## Description of the task
Count the lines in the entries below that contain the word "first". Reply with the number alone.

(Picture region annotation data)

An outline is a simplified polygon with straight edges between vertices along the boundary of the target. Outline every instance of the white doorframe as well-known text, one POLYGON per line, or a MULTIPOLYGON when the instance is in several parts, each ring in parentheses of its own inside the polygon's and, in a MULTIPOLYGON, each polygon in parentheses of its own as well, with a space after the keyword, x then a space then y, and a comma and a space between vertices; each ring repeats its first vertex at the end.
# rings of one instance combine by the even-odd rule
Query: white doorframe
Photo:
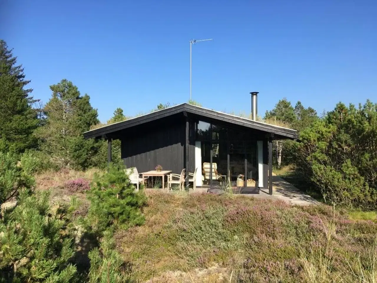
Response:
POLYGON ((195 142, 195 168, 196 170, 196 186, 202 185, 202 146, 201 142, 197 140, 195 142))
POLYGON ((258 149, 258 186, 264 187, 263 180, 263 141, 257 141, 258 149))

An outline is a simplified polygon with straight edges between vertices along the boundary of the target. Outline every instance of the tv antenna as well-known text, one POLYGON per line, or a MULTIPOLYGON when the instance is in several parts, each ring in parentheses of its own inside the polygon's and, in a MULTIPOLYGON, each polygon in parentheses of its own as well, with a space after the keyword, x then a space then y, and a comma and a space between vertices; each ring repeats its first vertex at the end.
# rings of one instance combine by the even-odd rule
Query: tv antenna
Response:
POLYGON ((191 100, 191 46, 193 44, 195 44, 197 42, 213 40, 213 38, 209 38, 209 39, 201 39, 199 40, 197 40, 196 39, 192 39, 190 41, 190 100, 191 100))

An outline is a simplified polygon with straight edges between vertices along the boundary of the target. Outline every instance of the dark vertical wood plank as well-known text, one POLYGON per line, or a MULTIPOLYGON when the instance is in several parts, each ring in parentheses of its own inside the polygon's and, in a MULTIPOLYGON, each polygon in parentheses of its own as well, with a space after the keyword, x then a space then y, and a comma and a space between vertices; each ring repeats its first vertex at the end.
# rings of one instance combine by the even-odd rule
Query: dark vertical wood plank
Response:
POLYGON ((272 195, 272 138, 268 138, 268 192, 272 195))
POLYGON ((229 153, 227 157, 227 167, 228 170, 228 177, 230 180, 230 155, 229 153))
POLYGON ((229 142, 229 133, 228 129, 227 129, 227 175, 228 178, 230 180, 230 143, 229 142))
POLYGON ((186 140, 185 143, 185 156, 186 156, 186 186, 188 186, 188 159, 189 158, 188 156, 188 147, 189 140, 189 131, 190 130, 190 124, 188 121, 188 119, 187 118, 186 118, 186 140))
POLYGON ((107 163, 111 162, 111 138, 107 138, 107 163))
POLYGON ((247 157, 246 155, 246 142, 244 142, 244 154, 245 156, 245 184, 244 186, 247 186, 247 157))
MULTIPOLYGON (((211 135, 211 137, 212 136, 211 135)), ((210 186, 211 187, 212 187, 212 154, 213 153, 213 151, 212 149, 212 140, 210 142, 210 186)))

## Finished exercise
3